PAGE EXTRACT
##############################
Homework Help: Odd equation relating to springs and SHM

1. Apr 26, 2005

K - Prime

Well im working on a lab report for 12th grade physics and my teacher has decided to throw a cuve ball at us. The lab is designed to determine the value of the force constant of a spring by measuring the number of oscillations a certain weight makes when on the end of the spring. To find k was easy, i just used the equation T = 2pi (m/k)^1/2. Heres the part i dont get...he asked us to find the value of m/3 using a graph of T^2 vs m (mass on spring) and gave us the equation T = 2pi [(M + m/3)/k]^1/2. All i can say is WHAT!?

2. Apr 27, 2005

whozum

Well the point ofthe lab wasto find the spring constant, and you modeled that already by graphing it, correct? (If not, do so). Now since you know the trend of period vs mass, you should be able to predict mass ifyou measure a certain period. Notice that the only difference between the firstequation you gave and the last one (which you didnt recognize) is that the last one has a different value for mass.
##############################
Pointing items
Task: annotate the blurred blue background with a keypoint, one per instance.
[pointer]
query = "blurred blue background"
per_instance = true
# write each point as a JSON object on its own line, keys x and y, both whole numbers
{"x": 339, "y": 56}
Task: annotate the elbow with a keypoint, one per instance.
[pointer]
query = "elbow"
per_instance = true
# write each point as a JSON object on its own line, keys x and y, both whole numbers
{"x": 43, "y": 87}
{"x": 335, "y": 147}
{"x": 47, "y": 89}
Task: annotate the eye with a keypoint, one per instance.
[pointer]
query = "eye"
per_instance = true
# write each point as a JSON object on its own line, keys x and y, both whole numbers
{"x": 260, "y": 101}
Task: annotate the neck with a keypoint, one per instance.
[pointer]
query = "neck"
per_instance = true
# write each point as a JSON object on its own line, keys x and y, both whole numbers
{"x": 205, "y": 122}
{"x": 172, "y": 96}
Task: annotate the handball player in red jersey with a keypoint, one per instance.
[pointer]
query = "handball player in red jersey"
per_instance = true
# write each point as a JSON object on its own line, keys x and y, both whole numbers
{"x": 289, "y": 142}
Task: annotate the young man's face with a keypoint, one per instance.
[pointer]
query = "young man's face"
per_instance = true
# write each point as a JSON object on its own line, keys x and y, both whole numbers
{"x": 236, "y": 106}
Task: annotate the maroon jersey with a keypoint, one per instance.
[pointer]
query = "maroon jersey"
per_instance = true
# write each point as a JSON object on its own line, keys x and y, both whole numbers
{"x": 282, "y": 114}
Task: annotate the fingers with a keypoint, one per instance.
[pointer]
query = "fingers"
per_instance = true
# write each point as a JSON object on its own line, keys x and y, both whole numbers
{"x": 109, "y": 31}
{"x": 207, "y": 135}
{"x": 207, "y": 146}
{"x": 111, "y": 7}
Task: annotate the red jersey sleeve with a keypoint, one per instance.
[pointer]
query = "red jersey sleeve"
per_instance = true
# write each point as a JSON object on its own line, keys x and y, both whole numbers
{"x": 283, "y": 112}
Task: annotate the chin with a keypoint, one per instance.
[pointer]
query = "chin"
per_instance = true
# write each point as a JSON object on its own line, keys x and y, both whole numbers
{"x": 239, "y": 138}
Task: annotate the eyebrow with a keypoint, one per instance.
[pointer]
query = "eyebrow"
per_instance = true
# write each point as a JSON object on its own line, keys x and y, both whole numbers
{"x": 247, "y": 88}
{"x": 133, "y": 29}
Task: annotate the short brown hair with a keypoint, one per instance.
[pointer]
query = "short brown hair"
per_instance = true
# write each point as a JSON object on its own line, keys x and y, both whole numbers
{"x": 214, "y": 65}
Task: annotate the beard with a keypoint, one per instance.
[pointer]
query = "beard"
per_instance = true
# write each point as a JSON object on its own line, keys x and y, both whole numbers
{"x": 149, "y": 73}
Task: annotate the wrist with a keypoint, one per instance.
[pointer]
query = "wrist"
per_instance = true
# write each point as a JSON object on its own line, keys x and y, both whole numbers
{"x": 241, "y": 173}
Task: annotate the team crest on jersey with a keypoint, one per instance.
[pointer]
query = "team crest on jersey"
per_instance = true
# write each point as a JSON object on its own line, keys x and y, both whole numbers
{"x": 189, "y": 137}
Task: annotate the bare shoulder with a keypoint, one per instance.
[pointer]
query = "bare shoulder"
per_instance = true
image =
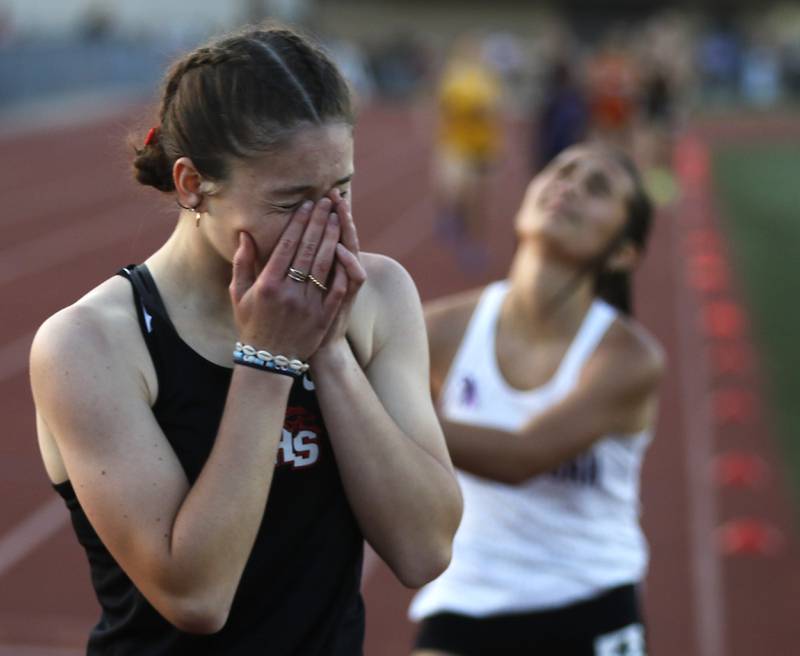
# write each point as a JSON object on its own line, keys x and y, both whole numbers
{"x": 634, "y": 353}
{"x": 451, "y": 314}
{"x": 101, "y": 327}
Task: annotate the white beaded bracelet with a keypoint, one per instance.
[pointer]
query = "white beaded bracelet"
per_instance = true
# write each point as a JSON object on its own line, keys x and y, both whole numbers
{"x": 260, "y": 359}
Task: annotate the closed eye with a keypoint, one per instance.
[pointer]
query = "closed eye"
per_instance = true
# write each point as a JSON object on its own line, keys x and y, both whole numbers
{"x": 598, "y": 183}
{"x": 288, "y": 207}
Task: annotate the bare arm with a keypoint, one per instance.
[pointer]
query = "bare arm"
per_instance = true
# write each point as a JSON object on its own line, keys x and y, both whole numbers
{"x": 185, "y": 547}
{"x": 388, "y": 444}
{"x": 616, "y": 395}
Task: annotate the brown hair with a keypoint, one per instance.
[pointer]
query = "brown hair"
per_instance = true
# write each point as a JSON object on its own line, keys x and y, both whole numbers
{"x": 238, "y": 96}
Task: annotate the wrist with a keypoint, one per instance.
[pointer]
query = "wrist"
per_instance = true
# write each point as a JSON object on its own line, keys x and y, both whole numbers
{"x": 333, "y": 355}
{"x": 249, "y": 356}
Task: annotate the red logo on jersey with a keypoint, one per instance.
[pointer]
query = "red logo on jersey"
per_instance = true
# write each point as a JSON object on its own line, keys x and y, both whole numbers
{"x": 299, "y": 439}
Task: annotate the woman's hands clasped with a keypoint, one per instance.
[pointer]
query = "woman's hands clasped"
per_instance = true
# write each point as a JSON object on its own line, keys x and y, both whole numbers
{"x": 300, "y": 301}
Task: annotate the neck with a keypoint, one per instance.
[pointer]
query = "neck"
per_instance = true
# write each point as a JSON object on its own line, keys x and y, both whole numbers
{"x": 544, "y": 297}
{"x": 192, "y": 274}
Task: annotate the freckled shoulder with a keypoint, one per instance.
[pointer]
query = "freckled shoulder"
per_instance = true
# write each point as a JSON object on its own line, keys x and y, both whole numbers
{"x": 387, "y": 300}
{"x": 101, "y": 323}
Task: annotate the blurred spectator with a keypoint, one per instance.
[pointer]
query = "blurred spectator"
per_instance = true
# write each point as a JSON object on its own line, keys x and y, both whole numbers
{"x": 353, "y": 64}
{"x": 399, "y": 67}
{"x": 612, "y": 78}
{"x": 720, "y": 56}
{"x": 761, "y": 76}
{"x": 97, "y": 23}
{"x": 469, "y": 99}
{"x": 562, "y": 119}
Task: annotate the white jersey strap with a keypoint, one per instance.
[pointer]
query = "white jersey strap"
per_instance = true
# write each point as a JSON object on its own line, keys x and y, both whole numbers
{"x": 594, "y": 327}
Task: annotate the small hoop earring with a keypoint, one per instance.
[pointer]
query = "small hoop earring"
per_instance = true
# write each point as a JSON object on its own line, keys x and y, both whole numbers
{"x": 197, "y": 213}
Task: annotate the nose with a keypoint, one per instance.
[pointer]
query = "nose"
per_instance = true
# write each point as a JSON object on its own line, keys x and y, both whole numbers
{"x": 564, "y": 188}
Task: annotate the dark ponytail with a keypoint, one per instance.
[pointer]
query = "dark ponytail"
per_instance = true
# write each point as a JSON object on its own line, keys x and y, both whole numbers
{"x": 615, "y": 287}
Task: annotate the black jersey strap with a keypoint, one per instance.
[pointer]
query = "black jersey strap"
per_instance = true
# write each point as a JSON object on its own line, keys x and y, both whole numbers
{"x": 147, "y": 291}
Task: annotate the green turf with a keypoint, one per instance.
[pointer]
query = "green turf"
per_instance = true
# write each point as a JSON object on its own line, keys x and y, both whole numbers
{"x": 758, "y": 188}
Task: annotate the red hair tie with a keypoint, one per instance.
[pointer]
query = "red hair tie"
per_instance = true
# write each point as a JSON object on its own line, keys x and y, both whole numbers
{"x": 151, "y": 137}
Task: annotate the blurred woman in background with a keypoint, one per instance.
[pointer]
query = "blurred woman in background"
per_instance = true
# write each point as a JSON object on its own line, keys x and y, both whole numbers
{"x": 547, "y": 390}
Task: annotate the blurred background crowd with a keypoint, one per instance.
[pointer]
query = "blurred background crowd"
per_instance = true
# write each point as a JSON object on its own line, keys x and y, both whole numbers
{"x": 626, "y": 66}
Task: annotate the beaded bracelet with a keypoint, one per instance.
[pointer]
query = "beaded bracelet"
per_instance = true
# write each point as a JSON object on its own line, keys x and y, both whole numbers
{"x": 249, "y": 356}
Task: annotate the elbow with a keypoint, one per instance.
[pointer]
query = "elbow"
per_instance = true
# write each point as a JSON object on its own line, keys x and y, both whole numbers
{"x": 195, "y": 615}
{"x": 424, "y": 570}
{"x": 423, "y": 564}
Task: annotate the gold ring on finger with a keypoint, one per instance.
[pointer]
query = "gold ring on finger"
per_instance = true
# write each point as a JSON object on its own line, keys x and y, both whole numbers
##############################
TASK SET
[1] Reproduce a passage of the spring thread word for word, starting at "1. Apr 26, 2005" and ending at "say is WHAT!?".
[2] Answer these about the spring thread:
(a) For what grade of physics is the lab report being written?
(b) What graph did the teacher say to use to find the value of m/3?
(c) According to the reply, what is the only difference between the first equation and the last one?
[3] Write the next part of the spring thread, picking up after its final sentence.

EXPECTED RESULTS
[1]
1. Apr 26, 2005

K - Prime

Well im working on a lab report for 12th grade physics and my teacher has decided to throw a cuve ball at us. The lab is designed to determine the value of the force constant of a spring by measuring the number of oscillations a certain weight makes when on the end of the spring. To find k was easy, i just used the equation T = 2pi (m/k)^1/2. Heres the part i dont get...he asked us to find the value of m/3 using a graph of T^2 vs m (mass on spring) and gave us the equation T = 2pi [(M + m/3)/k]^1/2. All i can say is WHAT!?

[2]
(a) 12th grade.
(b) A graph of T^2 vs m (mass on spring).
(c) The last one has a different value for mass.

[3]
$$T = 2\pi\sqrt{\frac{m}{k}}$$

He gives:

$$T = 2\pi\sqrt{\frac{M+m/3}{k}}$$

If you say the mass is $n$, then $n = M + m/3$ and the second equation becmoes

$$T = 2\pi\sqrt{\frac{n}{k}}$$, which is analogous to the first equation. So the numerator under the square root is simply a new total mass, nothing to be surprised about. Using the plot you derived in your original lab, find a way to calculate the new mass.

This process isnt necessary to do the problem, but hopefully it helps you see what is going on more clearly.

3. Apr 27, 2005

K - Prime

ahh i see, that helps alot! thx!